DOCUMENT SECTION —
╭──

For all his publicized concern about gambling, it became known after the hearings that Kefauver himself not only attended the races at tracks like Laurel, Pimlico, and Hot Springs, but also wagered on their outcome. In a private meeting during the hearings with Commission partner Meyer Lansky, the New York boss asked the chairman, “What’s so bad about gambling? You like it yourself. I know you’ve gambled a lot.” Kefauver replied, “That’s right, but I don’t want you people to control it.” Nobody’s fool, Lansky penetrated Kefauver’s righteous veneer and so informed his biographer years later: “I was convinced that he meant ’you Jews and Italians,’ and that infuriated me.”

There were more troubling dimensions to the Kefauver story. Although the Tennessee crusader was constantly broke, perhaps due to gambling, the local press learned that he had deposited $25,000 into his Chattanooga bank account on January 3,1951 - at the height of the committee’s hearings. The source of the windfall was never learned. Locals also found the timing of Kefauver’s committee resignation to be suspect; just weeks before the chairman’s departure, a Knoxville numbers boss and Kefauver campaign contributor named Herbert Brody was arrested. Although it was revealed that Brody had contributed $100 to Kefauver’s 1948 campaign, insiders whispered that he had actually chipped in $5,000.

In his autobiography, Bobby Baker, the infamous Washington influence peddler, described how he had delivered a briefcase stuffed with $25,000 in cash to a Kefauver aide in 1960. The money had originated with a Texas group hoping to acquire an NFL franchise, but who were opposed by Washington Redskins team owner George Marshall. After the money changed hands, Kefauver’s committee conveniently found that Marshall had been operating an illegal monopoly with his Washington Redskins Television Network, which televised their games throughout the South. That same year, the Dallas Cowboy franchise was awarded to a group headed by Texas oilman Clint Murchison, Jr.

After his death in 1963 at age sixty, it was learned that Kefauver had owned stock valued at $300,000 in drug companies that he had been charged with regulating in the Senate. His chief counsel and close friend from Tennessee, attorney Bernard Fensterwald, Jr., said at the time, “My God! What if a hostile newspaper had gotten ahold of that?”

╰──

DATASET EXTRACT —

╭──

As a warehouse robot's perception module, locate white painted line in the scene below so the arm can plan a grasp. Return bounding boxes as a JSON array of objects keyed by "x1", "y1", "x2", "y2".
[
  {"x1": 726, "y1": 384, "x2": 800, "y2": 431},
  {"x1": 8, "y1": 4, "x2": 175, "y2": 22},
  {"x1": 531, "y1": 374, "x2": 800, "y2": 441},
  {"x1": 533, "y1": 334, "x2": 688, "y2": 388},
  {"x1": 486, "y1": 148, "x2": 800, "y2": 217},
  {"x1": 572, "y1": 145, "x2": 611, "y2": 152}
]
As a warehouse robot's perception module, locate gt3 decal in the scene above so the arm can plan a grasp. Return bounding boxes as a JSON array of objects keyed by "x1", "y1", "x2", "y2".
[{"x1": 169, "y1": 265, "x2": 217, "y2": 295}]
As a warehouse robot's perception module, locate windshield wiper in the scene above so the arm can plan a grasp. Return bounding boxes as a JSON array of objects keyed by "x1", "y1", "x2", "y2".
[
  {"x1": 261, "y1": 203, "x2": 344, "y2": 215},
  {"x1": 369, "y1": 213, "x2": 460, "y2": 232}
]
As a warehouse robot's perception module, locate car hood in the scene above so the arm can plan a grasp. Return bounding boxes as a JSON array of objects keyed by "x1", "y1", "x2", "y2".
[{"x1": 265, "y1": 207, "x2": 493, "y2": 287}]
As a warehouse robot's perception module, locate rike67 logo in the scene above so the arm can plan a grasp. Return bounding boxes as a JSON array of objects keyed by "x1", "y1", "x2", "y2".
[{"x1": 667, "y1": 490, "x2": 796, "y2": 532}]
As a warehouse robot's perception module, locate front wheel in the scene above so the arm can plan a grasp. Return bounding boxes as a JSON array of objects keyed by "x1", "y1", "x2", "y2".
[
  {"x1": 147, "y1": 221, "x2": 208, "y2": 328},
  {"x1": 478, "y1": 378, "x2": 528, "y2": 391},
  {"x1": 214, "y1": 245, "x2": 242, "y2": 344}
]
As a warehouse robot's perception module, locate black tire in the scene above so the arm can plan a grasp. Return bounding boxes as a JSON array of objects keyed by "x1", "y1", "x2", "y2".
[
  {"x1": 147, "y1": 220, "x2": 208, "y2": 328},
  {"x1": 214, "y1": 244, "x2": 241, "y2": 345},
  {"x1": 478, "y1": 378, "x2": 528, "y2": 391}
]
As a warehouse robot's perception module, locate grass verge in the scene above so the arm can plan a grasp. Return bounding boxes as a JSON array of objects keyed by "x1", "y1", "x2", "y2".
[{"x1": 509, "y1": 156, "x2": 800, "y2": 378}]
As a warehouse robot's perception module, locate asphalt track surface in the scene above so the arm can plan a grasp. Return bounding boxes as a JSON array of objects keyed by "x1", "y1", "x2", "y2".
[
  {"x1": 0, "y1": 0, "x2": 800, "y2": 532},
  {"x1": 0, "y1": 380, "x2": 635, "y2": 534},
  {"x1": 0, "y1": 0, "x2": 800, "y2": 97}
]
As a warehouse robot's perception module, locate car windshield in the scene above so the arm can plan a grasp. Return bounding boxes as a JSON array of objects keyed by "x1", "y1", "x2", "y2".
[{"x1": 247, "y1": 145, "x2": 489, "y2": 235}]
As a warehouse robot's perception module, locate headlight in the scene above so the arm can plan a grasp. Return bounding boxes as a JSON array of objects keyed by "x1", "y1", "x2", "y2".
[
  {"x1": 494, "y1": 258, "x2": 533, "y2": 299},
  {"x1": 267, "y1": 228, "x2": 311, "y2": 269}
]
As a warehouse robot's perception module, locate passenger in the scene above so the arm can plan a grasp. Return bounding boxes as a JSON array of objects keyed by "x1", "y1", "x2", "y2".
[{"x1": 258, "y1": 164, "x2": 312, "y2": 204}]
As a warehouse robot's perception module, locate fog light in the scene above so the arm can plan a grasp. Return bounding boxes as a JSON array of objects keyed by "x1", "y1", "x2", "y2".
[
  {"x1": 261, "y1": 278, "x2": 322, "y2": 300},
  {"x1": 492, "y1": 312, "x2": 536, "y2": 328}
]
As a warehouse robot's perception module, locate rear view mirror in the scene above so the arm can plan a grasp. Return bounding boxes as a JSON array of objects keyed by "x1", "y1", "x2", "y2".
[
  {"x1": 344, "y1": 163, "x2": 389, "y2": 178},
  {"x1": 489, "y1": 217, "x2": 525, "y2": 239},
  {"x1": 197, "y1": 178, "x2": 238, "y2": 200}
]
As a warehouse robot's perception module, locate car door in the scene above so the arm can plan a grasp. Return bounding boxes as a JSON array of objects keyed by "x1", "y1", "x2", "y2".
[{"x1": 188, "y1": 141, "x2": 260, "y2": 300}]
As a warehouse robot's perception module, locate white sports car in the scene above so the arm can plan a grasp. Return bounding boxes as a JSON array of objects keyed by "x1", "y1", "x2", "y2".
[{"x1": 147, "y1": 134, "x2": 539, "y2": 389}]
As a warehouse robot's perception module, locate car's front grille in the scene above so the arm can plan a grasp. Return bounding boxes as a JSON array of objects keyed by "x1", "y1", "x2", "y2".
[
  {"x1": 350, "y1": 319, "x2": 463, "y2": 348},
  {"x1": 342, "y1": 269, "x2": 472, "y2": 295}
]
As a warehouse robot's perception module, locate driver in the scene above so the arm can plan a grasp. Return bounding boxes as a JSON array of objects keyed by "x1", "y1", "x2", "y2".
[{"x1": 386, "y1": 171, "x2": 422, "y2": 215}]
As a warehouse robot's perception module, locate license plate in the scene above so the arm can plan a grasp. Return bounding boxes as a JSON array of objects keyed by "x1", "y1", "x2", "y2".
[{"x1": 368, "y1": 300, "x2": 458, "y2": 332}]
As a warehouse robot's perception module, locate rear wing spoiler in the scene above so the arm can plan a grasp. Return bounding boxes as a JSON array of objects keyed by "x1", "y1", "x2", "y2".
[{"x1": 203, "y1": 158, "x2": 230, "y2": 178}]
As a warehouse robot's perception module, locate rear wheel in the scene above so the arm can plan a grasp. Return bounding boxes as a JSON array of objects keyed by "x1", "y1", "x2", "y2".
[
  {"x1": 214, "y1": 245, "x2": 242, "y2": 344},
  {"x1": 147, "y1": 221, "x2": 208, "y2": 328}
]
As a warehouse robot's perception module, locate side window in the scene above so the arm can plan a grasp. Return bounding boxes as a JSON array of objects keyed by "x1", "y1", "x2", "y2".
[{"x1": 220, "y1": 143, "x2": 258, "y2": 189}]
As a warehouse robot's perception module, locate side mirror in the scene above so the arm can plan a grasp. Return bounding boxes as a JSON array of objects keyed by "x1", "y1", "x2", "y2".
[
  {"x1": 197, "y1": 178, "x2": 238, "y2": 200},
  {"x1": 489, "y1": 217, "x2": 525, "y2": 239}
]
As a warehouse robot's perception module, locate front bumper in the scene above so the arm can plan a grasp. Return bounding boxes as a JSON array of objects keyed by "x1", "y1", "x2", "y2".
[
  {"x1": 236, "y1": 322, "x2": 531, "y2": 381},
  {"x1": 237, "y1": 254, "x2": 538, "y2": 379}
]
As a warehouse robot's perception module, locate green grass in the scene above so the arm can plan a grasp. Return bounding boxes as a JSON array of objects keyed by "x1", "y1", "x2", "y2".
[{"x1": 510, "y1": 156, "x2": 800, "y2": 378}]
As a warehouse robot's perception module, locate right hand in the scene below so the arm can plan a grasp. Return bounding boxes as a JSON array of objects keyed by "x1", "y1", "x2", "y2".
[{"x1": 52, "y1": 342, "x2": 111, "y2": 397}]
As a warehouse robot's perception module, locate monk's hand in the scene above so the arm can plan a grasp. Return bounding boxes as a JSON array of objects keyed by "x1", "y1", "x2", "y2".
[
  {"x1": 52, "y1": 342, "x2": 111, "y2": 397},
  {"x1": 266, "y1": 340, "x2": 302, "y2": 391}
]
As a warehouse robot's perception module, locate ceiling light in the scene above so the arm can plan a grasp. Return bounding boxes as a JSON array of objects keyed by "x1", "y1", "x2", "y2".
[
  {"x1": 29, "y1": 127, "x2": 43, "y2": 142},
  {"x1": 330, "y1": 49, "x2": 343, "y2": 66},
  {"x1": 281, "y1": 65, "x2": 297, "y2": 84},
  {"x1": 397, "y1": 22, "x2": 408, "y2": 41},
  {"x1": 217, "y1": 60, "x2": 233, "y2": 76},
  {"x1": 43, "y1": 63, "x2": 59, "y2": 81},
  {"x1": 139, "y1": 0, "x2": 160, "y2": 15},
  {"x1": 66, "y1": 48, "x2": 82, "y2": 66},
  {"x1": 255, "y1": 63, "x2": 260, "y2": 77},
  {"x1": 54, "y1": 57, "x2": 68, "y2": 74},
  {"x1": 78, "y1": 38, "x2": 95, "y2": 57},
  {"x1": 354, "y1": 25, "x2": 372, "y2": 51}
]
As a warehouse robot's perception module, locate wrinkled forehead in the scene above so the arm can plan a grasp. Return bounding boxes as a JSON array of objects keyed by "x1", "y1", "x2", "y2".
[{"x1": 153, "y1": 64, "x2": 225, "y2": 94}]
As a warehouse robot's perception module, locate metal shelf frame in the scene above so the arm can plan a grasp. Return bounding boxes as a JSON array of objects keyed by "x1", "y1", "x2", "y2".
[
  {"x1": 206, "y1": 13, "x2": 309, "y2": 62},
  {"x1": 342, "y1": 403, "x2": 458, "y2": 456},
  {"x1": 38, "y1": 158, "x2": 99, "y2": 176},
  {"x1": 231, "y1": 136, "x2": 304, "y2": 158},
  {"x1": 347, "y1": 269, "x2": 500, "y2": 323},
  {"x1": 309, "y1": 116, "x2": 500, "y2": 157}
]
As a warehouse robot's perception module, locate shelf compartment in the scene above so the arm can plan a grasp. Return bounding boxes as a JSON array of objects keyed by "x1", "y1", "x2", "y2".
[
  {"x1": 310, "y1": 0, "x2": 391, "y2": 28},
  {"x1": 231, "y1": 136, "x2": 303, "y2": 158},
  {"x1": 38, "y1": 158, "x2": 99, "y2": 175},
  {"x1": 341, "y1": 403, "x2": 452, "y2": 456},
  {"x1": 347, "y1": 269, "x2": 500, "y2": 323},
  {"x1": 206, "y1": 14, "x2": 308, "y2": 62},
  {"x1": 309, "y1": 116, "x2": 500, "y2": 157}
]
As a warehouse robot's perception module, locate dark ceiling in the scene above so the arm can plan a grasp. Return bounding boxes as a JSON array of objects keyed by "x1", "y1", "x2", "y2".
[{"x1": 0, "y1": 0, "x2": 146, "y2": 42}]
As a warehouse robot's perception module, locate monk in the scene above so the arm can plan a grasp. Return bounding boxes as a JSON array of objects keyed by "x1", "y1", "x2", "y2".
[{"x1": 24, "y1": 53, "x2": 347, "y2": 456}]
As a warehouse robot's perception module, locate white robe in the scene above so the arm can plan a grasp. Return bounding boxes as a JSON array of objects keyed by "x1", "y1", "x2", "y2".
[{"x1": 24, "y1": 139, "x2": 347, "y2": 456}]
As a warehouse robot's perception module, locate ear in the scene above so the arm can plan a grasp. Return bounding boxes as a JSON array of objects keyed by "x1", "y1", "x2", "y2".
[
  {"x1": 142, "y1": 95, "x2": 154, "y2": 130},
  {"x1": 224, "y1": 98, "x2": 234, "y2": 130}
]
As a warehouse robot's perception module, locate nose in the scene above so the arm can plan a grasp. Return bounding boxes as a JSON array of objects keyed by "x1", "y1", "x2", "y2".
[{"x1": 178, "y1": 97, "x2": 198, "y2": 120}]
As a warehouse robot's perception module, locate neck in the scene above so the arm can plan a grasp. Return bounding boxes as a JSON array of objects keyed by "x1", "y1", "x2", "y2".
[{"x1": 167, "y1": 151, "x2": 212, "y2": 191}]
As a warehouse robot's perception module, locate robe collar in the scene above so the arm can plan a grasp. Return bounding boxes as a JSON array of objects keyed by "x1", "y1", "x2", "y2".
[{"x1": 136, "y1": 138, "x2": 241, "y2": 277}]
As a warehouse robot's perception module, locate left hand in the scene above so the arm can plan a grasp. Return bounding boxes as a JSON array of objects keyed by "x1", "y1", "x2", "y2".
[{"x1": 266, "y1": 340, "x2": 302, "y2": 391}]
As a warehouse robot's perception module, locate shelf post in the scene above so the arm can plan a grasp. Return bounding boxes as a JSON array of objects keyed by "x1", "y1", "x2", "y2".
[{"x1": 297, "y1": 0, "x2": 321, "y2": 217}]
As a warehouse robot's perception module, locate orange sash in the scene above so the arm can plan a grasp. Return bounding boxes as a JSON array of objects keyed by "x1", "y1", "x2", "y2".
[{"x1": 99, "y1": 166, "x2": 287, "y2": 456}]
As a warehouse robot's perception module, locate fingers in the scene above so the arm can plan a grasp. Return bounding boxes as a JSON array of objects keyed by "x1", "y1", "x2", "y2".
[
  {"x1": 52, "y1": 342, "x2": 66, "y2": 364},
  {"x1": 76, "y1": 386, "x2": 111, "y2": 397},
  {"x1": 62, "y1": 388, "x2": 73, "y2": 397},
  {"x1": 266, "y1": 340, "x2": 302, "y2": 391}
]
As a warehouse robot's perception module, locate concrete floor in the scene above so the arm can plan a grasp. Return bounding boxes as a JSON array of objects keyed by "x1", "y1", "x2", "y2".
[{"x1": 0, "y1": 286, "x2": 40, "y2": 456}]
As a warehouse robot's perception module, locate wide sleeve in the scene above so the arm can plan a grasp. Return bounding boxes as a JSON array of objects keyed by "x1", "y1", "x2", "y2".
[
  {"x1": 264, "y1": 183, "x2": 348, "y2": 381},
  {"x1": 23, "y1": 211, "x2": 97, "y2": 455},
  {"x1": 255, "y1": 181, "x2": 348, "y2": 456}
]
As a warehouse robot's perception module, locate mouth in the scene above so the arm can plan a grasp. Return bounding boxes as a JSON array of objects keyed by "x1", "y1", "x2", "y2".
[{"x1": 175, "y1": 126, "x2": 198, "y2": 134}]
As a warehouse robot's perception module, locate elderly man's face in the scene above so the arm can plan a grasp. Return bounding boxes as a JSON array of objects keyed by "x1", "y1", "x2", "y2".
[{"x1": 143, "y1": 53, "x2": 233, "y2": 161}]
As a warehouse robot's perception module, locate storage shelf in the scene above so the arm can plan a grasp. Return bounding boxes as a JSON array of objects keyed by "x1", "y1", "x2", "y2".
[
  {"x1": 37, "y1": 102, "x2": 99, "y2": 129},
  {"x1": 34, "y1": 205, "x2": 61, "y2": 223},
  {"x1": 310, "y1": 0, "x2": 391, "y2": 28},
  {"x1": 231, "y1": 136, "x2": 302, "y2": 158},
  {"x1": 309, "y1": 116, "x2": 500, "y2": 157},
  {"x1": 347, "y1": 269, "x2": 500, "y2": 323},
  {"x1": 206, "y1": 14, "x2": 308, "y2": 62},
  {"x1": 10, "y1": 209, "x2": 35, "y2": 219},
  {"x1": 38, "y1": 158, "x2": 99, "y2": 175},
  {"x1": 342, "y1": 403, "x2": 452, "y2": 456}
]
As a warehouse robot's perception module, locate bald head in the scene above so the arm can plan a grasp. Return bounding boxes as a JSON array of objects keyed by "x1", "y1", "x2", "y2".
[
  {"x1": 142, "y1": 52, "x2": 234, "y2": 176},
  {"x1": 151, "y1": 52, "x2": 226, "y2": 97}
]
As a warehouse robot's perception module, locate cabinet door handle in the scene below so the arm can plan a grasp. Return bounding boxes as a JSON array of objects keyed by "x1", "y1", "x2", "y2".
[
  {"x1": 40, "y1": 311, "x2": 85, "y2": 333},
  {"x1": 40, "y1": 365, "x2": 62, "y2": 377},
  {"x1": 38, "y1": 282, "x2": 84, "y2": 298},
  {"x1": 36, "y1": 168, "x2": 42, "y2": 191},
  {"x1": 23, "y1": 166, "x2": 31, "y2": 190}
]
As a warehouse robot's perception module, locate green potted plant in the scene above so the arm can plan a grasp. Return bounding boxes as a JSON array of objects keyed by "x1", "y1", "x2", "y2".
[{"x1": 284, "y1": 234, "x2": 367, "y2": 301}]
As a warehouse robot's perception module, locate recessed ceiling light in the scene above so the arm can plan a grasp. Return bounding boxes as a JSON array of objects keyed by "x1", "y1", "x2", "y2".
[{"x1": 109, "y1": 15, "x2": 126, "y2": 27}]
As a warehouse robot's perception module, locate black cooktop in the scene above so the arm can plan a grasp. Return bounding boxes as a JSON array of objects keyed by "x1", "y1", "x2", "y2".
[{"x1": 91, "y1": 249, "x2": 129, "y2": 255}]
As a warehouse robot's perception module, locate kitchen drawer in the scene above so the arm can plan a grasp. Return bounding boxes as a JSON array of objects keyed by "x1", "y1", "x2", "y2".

╰──

ABOUT THIS TASK — Switch "Knoxville" to "Memphis" in the passage on Kefauver, and give it again starting with "There were more" and going on through "chipped in $5,000.".

ANSWER TO THIS PROBLEM —
There were more troubling dimensions to the Kefauver story. Although the Tennessee crusader was constantly broke, perhaps due to gambling, the local press learned that he had deposited $25,000 into his Chattanooga bank account on January 3,1951 - at the height of the committee’s hearings. The source of the windfall was never learned. Locals also found the timing of Kefauver’s committee resignation to be suspect; just weeks before the chairman’s departure, a Memphis numbers boss and Kefauver campaign contributor named Herbert Brody was arrested. Although it was revealed that Brody had contributed $100 to Kefauver’s 1948 campaign, insiders whispered that he had actually chipped in $5,000.